Many South Koreans have also opted, or are opting, to delay receiving their pension in a bid to receive higher payouts, citing apprehension regarding high healthcare costs and a potentially longer lifespan.

Data by the NPS revealed the number of people who have opted to delay taking their pension went from 3,000 in 2013 to 31,300 by the end of 2018, according to Yonhap News Agency.

Cho Hyun-yun, a researcher at Dongguk University in Seoul, told Nikkei Asian Review that the South Korean government’s “political inability and irresponsibility is the reason behind senior citizens’ highest poverty and suicide rates” among OECD States, and that political parties should “play key roles in resolving elderly poverty”.

South Korea’s elderly suicide rate was 58.6 per 100,000 people in 2015, which is among the highest in the OECD.

Health and Welfare Minister Park Neung-hoo in Jan this year said that “simultaneous structural reform” should take place alongside the proposed increase in retirement age, such as greater support for the elderly to obtain secure employment or to start their own businesses, Korea Times reported.

Park added that “the creation of jobs suitable to senior citizens, the expansion of lifelong education and an increase in basic living subsidies for the underprivileged” were also necessary.

Lee Chul-hee, an economics professor at Seoul National University, told Bloomberg that it is likely that raising the retirement age will result in more downsides than benefits, adding: “It won’t help with elderly poverty and it’ll do little to raise employment.”

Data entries
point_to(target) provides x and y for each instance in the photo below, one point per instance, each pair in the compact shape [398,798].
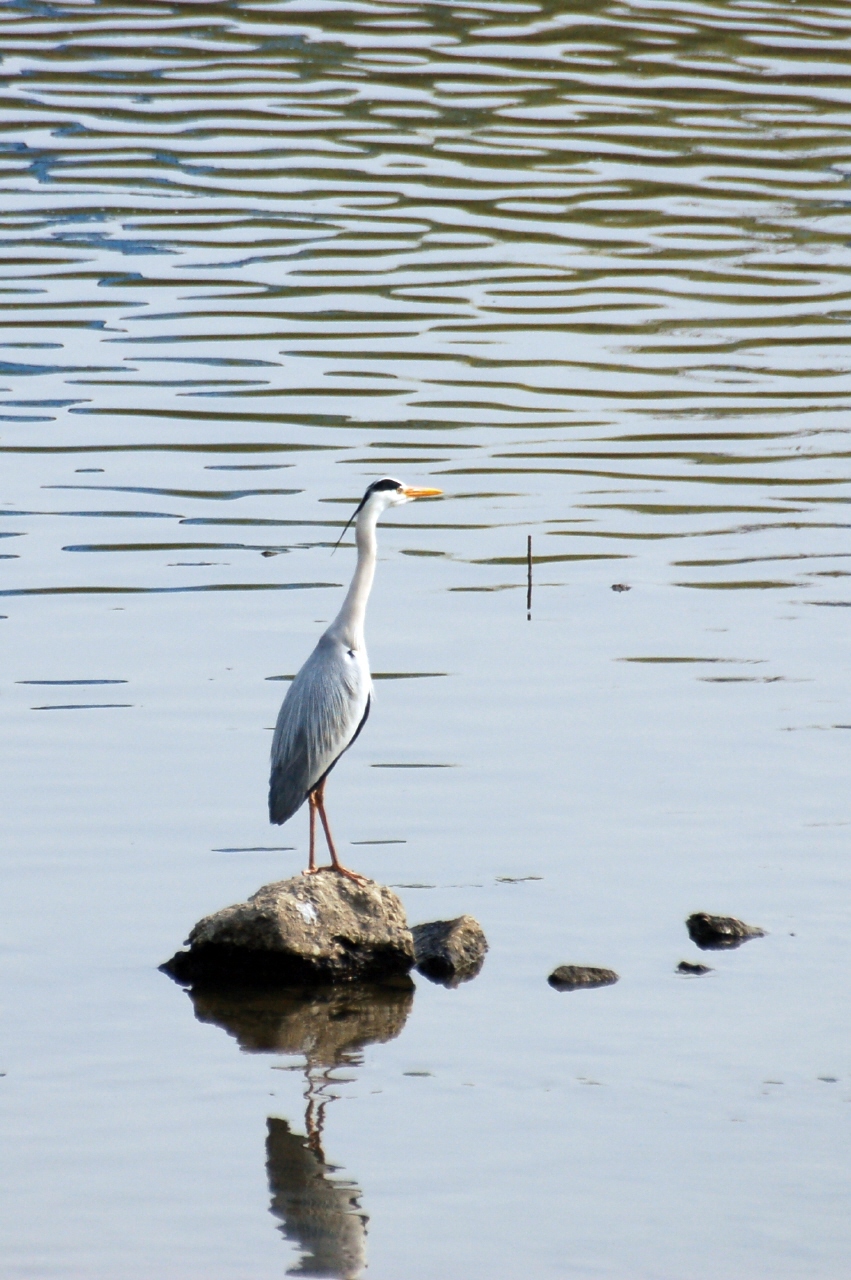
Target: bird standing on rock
[328,702]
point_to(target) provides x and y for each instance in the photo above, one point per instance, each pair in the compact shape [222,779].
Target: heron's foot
[344,871]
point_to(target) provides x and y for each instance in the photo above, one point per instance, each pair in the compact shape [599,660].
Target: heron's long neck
[348,624]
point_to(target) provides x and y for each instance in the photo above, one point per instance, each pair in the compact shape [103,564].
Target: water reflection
[319,1211]
[320,1214]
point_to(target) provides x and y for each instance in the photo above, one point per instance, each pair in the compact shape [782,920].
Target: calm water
[585,268]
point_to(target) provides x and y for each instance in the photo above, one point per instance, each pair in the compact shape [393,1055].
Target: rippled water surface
[586,269]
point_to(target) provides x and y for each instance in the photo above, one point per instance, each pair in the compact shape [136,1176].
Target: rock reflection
[329,1025]
[319,1211]
[320,1214]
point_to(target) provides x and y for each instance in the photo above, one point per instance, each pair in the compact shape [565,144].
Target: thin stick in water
[529,579]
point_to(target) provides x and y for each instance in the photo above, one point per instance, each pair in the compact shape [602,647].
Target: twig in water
[529,579]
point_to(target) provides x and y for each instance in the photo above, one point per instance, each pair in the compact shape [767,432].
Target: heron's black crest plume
[378,484]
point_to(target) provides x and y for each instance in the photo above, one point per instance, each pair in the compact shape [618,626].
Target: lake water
[586,269]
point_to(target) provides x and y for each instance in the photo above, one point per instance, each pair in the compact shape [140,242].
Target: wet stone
[310,929]
[571,977]
[449,951]
[718,932]
[695,969]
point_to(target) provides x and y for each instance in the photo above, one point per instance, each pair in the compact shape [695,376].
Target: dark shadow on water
[318,1208]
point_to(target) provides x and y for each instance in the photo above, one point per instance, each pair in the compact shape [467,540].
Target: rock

→ Exercise set:
[1] Name every news outlet that the passage on South Korean retirement cites as a source.
[2] From the passage on South Korean retirement, write out the part that opens with the words containing "Park added that" and closes with "were also necessary.".

→ Answers to the exercises:
[1] Yonhap News Agency, Nikkei Asian Review, Korea Times, Bloomberg

[2]
Park added that “the creation of jobs suitable to senior citizens, the expansion of lifelong education and an increase in basic living subsidies for the underprivileged” were also necessary.